▶
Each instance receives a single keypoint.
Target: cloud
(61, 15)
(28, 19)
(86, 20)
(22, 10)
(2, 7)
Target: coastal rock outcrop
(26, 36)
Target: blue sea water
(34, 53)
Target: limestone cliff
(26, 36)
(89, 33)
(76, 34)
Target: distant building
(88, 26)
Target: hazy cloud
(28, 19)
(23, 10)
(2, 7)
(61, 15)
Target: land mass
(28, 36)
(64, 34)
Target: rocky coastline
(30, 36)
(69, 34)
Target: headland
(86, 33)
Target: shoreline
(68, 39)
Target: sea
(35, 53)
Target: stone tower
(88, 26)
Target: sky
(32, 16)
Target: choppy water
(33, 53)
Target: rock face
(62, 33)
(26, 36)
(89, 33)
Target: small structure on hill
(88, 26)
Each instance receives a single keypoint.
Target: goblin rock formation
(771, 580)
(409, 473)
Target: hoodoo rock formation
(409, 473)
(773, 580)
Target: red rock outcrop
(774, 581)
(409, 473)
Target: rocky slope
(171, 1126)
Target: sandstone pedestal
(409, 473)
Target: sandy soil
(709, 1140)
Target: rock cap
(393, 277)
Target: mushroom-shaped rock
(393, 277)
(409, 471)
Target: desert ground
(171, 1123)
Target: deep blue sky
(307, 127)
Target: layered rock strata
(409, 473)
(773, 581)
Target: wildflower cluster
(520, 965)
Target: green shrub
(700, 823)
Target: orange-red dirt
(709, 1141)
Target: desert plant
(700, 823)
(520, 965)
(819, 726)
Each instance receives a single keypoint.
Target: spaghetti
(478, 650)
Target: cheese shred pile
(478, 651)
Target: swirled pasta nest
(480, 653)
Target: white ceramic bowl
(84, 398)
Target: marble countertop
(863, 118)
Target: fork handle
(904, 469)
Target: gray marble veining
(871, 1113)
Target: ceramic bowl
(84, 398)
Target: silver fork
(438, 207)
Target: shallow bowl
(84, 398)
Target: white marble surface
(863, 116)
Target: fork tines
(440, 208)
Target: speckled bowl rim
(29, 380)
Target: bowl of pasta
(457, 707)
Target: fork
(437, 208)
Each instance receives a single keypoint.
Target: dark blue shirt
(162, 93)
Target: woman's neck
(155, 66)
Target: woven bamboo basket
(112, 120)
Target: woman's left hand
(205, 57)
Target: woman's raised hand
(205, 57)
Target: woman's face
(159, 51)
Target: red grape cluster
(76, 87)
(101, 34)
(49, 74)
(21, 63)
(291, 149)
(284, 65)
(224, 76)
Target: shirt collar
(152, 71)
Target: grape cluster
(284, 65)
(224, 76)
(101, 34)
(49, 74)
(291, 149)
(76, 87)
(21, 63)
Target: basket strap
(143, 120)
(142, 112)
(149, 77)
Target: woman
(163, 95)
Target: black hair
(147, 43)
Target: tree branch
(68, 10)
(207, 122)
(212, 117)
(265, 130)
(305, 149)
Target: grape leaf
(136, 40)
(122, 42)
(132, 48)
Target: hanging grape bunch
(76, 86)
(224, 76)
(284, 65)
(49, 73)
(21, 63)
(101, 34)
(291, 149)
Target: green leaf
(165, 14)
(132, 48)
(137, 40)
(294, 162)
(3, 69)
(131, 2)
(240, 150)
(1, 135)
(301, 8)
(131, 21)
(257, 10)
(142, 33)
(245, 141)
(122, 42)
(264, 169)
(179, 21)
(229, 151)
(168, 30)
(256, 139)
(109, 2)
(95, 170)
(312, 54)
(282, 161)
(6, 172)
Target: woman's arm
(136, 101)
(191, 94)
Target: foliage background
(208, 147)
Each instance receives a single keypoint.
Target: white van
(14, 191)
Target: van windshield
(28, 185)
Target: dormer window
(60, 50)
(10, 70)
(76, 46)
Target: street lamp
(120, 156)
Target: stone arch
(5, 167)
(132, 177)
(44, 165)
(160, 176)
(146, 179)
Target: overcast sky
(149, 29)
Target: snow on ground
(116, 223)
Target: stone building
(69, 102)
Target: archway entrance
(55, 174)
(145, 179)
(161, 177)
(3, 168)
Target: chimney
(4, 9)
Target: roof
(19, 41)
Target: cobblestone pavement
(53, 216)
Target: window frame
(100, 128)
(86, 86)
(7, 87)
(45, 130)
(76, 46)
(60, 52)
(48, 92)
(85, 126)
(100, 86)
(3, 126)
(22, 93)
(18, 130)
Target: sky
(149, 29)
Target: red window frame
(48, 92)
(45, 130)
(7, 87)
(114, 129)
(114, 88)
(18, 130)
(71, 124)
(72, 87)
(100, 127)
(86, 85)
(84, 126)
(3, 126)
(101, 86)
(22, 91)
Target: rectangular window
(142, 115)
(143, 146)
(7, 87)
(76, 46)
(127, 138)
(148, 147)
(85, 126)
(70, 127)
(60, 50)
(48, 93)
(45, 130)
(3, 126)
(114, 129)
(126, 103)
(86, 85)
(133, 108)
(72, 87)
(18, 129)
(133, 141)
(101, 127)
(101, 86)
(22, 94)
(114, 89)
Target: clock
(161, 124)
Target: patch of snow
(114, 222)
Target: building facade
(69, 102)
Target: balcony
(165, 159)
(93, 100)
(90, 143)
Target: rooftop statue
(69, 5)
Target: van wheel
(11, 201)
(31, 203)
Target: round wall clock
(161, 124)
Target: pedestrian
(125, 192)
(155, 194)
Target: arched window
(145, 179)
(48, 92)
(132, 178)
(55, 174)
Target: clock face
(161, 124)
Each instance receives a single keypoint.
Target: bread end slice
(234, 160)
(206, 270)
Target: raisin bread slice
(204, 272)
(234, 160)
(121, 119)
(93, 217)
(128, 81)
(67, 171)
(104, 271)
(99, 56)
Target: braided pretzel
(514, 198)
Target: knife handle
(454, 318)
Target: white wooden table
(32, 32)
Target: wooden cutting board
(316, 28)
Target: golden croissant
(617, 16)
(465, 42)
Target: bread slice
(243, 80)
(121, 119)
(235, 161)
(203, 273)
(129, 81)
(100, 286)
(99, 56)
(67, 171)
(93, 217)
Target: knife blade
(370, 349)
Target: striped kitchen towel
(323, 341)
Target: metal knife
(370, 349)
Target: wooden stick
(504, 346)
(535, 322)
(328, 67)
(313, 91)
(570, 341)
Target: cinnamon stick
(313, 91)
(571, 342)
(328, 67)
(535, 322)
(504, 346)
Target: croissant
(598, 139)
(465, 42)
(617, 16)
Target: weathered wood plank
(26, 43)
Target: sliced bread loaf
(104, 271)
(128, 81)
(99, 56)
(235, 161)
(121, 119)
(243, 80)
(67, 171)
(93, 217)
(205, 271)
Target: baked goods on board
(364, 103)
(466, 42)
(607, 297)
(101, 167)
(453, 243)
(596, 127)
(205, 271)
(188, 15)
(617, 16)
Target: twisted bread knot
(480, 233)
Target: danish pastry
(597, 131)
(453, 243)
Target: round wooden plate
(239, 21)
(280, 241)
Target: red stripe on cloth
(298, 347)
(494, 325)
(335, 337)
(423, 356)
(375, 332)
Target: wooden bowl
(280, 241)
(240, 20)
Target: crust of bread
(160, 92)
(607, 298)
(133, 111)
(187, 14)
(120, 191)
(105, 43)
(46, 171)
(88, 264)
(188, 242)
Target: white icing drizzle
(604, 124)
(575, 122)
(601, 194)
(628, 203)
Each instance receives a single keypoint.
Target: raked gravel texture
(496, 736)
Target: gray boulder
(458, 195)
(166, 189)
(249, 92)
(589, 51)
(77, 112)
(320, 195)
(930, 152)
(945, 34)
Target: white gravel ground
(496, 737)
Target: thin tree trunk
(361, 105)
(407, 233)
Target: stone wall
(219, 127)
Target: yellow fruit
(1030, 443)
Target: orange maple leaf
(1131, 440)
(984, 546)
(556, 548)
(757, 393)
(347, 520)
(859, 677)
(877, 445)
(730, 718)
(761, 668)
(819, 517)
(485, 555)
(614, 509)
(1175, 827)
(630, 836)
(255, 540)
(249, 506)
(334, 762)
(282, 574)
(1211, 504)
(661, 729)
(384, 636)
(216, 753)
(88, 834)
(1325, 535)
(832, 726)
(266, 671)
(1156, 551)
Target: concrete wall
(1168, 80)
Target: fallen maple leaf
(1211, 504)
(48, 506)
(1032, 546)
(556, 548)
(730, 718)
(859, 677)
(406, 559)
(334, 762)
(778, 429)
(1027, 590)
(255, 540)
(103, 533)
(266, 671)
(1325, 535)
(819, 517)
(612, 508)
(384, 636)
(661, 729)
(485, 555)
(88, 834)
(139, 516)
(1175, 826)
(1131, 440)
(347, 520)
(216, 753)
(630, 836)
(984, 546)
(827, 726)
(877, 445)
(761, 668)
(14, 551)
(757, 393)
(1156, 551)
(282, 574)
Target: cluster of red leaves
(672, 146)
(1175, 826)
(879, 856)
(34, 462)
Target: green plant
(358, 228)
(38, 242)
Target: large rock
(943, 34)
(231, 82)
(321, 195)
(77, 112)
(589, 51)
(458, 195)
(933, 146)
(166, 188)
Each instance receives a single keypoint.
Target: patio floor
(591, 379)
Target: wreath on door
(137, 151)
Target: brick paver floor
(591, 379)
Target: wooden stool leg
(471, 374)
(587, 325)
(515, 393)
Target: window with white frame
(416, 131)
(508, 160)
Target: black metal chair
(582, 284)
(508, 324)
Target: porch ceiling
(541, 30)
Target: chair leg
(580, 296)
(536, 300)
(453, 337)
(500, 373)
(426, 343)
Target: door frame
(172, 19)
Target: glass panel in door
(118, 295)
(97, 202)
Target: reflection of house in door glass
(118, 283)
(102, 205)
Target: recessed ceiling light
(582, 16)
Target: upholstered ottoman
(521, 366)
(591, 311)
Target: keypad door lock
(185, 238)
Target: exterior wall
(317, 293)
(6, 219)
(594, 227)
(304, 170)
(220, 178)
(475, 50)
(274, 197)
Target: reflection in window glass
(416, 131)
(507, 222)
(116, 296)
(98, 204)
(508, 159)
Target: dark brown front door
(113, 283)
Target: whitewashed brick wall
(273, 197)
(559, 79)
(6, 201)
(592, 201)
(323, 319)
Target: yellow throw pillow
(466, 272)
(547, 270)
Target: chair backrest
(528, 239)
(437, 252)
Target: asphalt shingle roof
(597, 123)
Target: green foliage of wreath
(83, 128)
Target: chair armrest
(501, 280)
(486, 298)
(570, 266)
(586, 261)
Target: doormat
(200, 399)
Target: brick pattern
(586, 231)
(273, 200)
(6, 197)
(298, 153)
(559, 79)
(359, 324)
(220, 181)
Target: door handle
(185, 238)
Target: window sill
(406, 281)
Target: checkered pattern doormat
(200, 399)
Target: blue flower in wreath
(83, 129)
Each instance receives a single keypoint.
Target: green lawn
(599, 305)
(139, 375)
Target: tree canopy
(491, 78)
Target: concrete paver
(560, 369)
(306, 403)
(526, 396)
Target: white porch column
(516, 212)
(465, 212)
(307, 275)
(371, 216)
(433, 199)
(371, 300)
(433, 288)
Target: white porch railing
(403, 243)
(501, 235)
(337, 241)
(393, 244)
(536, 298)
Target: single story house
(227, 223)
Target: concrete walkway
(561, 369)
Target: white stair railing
◀
**TASK PROMPT**: Repeat, exactly and only, the lines above from the one containing "Target: yellow throw pillow" through the end of the material.

**RIGHT ANSWER**:
Target: yellow throw pillow
(466, 272)
(547, 270)
Target: chair backrest
(528, 239)
(437, 252)
Target: asphalt shingle roof
(597, 123)
Target: green foliage of wreath
(83, 128)
Target: chair armrest
(501, 280)
(486, 298)
(570, 266)
(586, 261)
Target: doormat
(200, 399)
Target: brick pattern
(586, 231)
(273, 200)
(6, 197)
(298, 153)
(559, 79)
(359, 324)
(220, 181)
Target: door handle
(185, 238)
Target: window sill
(406, 281)
Target: checkered pattern doormat
(200, 399)
Target: blue flower in wreath
(83, 129)
Each instance receives a single keypoint.
Target: green lawn
(599, 305)
(139, 375)
Target: tree canopy
(491, 78)
Target: concrete paver
(560, 369)
(306, 403)
(526, 396)
Target: white porch column
(516, 212)
(465, 212)
(307, 275)
(371, 216)
(433, 199)
(371, 300)
(433, 288)
Target: white porch railing
(403, 243)
(501, 235)
(337, 241)
(393, 244)
(536, 298)
Target: single story house
(227, 223)
Target: concrete walkway
(561, 369)
Target: white stair railing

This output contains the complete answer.